Entries taken from a collection

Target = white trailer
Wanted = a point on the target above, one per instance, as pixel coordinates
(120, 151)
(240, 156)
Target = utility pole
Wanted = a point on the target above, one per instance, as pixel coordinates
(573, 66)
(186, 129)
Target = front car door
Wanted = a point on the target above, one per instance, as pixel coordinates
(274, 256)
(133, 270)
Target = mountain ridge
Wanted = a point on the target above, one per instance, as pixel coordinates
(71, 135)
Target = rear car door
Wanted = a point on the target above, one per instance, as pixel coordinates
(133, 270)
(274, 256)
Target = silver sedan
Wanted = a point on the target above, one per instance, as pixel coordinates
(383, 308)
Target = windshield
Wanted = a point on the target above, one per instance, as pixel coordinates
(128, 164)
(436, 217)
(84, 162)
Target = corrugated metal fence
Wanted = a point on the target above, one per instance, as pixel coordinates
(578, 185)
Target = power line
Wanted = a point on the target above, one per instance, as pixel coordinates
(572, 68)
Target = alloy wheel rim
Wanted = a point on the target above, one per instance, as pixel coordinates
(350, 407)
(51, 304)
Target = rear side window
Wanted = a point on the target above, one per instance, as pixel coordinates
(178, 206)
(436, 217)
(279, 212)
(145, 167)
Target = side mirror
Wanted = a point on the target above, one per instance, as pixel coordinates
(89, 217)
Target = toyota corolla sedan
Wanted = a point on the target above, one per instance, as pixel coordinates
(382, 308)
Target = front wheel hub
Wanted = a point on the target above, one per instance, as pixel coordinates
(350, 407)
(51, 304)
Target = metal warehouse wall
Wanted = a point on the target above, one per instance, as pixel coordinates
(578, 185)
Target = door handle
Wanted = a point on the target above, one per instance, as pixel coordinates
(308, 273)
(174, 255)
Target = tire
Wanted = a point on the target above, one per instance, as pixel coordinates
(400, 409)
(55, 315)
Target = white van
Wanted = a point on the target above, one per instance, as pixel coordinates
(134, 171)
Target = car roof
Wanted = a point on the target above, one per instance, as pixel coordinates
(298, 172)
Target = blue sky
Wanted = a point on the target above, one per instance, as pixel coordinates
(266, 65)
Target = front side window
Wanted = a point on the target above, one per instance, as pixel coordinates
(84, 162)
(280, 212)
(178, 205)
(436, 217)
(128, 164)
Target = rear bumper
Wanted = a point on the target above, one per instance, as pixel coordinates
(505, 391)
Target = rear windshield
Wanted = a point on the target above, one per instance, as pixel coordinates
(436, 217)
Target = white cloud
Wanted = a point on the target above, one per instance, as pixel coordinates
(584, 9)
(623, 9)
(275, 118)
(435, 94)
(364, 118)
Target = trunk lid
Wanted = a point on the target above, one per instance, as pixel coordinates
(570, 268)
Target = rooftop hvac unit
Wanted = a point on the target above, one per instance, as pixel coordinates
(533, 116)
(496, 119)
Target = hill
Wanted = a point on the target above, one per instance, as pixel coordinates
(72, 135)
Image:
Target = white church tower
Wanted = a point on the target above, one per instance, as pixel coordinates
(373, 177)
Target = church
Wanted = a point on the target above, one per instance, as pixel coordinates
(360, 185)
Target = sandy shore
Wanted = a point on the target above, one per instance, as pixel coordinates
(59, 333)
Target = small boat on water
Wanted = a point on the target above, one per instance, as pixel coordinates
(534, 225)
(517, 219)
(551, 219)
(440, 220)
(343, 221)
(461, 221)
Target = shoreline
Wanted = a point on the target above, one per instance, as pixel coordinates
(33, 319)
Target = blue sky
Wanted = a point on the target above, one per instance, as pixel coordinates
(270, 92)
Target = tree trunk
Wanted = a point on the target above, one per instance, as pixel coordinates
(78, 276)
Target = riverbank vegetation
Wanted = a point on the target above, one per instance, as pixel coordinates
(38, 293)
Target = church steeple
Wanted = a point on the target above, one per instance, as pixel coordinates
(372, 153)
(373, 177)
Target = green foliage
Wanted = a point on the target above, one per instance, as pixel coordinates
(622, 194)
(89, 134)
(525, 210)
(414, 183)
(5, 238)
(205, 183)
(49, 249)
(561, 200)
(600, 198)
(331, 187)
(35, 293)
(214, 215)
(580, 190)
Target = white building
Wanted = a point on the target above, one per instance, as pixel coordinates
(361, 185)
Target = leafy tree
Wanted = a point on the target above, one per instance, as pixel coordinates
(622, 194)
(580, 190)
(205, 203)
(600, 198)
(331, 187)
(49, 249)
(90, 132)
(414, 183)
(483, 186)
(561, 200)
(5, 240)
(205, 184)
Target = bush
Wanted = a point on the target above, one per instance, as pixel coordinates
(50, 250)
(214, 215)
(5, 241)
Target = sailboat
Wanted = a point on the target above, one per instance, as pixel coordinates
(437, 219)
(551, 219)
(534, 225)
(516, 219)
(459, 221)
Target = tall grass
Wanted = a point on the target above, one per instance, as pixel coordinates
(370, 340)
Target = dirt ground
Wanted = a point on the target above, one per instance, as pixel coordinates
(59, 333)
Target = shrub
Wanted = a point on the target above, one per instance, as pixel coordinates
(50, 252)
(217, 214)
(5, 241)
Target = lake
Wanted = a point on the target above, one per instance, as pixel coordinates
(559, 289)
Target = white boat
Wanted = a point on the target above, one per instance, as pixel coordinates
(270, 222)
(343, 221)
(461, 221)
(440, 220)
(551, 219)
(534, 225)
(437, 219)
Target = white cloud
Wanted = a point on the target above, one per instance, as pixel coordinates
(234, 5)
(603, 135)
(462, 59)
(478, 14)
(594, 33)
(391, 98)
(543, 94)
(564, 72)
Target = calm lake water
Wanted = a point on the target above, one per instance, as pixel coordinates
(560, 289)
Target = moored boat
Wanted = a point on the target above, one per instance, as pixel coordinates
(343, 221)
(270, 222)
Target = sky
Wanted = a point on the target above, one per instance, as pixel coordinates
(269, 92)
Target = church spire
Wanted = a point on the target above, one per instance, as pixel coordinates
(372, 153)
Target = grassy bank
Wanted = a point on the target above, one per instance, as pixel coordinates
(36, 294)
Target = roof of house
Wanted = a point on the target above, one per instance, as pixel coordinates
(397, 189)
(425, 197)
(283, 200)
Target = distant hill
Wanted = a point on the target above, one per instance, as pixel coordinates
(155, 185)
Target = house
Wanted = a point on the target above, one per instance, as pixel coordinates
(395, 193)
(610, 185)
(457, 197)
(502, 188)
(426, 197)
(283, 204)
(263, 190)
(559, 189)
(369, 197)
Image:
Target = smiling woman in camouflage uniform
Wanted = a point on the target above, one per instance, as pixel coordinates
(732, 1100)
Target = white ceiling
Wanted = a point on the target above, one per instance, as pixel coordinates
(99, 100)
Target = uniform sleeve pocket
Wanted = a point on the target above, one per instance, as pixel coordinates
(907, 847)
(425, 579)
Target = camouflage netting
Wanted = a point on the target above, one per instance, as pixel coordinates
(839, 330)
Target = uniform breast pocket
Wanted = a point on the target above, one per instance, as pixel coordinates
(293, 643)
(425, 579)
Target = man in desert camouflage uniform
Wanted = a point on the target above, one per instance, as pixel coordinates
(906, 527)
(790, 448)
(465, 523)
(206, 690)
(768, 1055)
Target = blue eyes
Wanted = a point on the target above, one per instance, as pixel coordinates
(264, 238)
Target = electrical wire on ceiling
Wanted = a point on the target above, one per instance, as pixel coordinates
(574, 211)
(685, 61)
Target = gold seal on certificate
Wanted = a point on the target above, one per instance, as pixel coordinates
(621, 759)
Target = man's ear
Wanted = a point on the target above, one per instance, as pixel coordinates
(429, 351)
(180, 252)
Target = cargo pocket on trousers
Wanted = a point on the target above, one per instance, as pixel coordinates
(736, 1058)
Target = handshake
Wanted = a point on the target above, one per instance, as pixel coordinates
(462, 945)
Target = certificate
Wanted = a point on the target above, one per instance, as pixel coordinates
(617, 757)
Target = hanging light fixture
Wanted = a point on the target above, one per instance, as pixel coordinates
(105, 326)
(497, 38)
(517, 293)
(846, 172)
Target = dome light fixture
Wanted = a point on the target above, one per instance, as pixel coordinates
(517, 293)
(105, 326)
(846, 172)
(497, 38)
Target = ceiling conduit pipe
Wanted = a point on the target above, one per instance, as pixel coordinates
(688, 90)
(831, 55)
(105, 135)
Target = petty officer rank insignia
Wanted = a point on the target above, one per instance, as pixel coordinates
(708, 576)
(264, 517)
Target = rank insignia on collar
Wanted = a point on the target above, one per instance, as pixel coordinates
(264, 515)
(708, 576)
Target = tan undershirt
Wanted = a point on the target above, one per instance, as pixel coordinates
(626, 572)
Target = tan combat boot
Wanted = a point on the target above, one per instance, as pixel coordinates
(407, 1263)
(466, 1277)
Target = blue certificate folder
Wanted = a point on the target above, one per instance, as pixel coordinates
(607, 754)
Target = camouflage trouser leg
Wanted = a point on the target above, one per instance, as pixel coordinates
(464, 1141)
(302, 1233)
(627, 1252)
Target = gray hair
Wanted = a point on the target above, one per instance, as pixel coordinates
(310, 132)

WHAT TO WORK ON.
Reproduce exactly the stretch of lines that starts at the one containing "Target = tan undershirt" and ends with the final line of the data, including both ends and nothing more.

SOLUTION TO THIS TASK.
Target = tan undershirt
Wanted = a point on the target above, one per instance, as pixel coordinates
(626, 572)
Target = tan combat boot
Wanted = a point on the target above, one per instance, as pixel coordinates
(407, 1263)
(466, 1277)
Target = blue certificate folder
Wanted = a point on the target above, one per instance, as pixel coordinates
(607, 754)
Target = camouflage trouser leg
Wanted = a point on the target above, one per instance, as pixel coordinates
(464, 1141)
(302, 1233)
(627, 1252)
Target = gray hair
Wanted = a point on the target above, one per instance, as pixel coordinates
(310, 132)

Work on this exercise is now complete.